-- MATERIAL SHOWN --
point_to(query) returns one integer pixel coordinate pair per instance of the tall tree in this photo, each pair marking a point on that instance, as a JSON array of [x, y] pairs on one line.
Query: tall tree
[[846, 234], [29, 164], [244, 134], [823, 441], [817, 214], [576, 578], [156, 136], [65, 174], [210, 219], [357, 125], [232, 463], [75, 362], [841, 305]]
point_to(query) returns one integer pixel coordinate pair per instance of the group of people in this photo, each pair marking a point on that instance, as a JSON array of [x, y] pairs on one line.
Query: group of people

---

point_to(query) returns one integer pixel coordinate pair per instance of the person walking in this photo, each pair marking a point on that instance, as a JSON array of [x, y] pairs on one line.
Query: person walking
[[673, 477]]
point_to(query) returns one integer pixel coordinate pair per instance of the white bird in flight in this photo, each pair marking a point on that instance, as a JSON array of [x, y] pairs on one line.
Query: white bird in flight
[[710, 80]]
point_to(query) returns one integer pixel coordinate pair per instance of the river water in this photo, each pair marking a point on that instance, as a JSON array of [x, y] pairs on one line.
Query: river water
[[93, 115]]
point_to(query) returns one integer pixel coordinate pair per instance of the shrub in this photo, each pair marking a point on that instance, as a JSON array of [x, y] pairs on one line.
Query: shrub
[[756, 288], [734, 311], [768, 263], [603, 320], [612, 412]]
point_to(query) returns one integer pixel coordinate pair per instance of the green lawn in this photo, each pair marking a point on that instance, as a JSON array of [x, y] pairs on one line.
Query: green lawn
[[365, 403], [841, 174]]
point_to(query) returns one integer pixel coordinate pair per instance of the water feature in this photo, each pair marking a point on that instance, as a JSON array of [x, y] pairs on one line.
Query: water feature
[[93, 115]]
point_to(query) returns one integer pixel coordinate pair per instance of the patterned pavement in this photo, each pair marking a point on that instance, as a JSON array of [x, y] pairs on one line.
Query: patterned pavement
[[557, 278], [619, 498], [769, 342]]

-- WORK ITEM --
Search the data for the string "group" and copy every line where it appears.

-- SOLUTION TO THE EXERCISE --
point_to(query) returns one integer pixel coordinate pair per instance of the group of people in this photo, each pair marking a point on that instance, as a JSON array of [x, y] pairs on one line.
Query: group of people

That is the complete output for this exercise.